● Requirement:
All records shown below should be given again, character for character.

● Records supplied:
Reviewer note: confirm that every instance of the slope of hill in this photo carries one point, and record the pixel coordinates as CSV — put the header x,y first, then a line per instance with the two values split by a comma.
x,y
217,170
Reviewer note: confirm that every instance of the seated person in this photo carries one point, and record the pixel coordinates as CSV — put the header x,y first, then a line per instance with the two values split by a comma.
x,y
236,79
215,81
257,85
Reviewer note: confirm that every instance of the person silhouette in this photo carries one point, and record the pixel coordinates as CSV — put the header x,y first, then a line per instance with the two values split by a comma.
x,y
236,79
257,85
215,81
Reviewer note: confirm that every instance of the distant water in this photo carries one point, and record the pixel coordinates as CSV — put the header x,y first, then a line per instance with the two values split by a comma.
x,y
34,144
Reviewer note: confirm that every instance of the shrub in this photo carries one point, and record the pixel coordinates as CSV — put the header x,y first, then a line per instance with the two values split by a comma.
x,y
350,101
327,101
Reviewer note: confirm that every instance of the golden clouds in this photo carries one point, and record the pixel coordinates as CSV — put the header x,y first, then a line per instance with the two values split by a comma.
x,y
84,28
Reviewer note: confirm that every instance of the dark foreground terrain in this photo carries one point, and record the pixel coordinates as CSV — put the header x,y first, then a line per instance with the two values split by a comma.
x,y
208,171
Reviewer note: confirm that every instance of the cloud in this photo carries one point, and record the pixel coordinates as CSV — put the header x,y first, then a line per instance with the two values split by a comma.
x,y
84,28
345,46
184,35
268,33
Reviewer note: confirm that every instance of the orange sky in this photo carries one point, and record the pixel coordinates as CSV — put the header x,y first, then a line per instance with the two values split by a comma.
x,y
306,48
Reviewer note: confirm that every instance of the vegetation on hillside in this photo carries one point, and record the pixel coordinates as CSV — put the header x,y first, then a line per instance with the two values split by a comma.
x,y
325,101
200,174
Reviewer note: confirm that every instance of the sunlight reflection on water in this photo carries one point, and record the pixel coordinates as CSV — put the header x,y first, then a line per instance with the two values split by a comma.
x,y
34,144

● Solved exercise:
Reviewer note: confirm that every instance of the slope of hill in this photo carries one point, and record the pixel coordinates as CSV — put the header x,y first, then a line per instance with the two values split by a comma.
x,y
217,170
Reviewer note: confirm that every instance of the seated person in this photo carries one point, and record the pixel coordinates as CSV — put the header x,y first, then a line per instance with the two values split by a comma.
x,y
236,79
215,81
257,85
Reviewer note: confirm that every instance of the person silhouette in this photo carries one point, and record the pixel coordinates as CSV — put the header x,y first, then a line per instance with the two values split by a comma.
x,y
236,79
257,85
215,81
Reviewer note: confirm that every instance of the distant water in this photo carries one point, and record the pixel coordinates as CSV — put the header x,y first, then a line per instance with the two values split by a comma.
x,y
34,144
Reviewer note: confirm that every instance of the shrub in this photo carries one point, and record the pixel coordinates as CSV — put the header x,y first, then a line per instance with the two values split by a comma.
x,y
350,101
327,101
Reviewer note: confirm that every instance of the golden clouds in this photo carries one point, and record the pixel coordinates as CSV — put the header x,y first, then a line per instance with the two values split by a comma.
x,y
84,28
Reviewer note: confirm that every instance of the dark foreground terrain in this photo carries one point, and record the pixel coordinates as CSV — put the header x,y first, then a line per instance with the two values split by a comma.
x,y
208,171
Reviewer note: confirm that every instance of the cloud in this photo carries one point, and record the pixel coordinates as CSV — put the header x,y first, then a line per instance with the two values split by a comma.
x,y
84,28
345,46
184,35
268,33
Reviewer note: confirm that every instance of the orange sky in this photo carries one point, and record the pixel coordinates as CSV — put the header x,y first, then a line per instance with the two values split by a comma.
x,y
306,48
Reviewer note: confirm that every instance of the vegetation on hillside in this photo carries one point, and record the pixel coordinates as CSV — put the header x,y first, then a line per instance with the two values split by a comma.
x,y
325,101
200,174
Reviewer note: confirm that every instance of the sunlight reflection on water in this photo carries one point, and record the pixel coordinates as CSV — put the header x,y first, then a line per instance with the two values split by a comma.
x,y
34,144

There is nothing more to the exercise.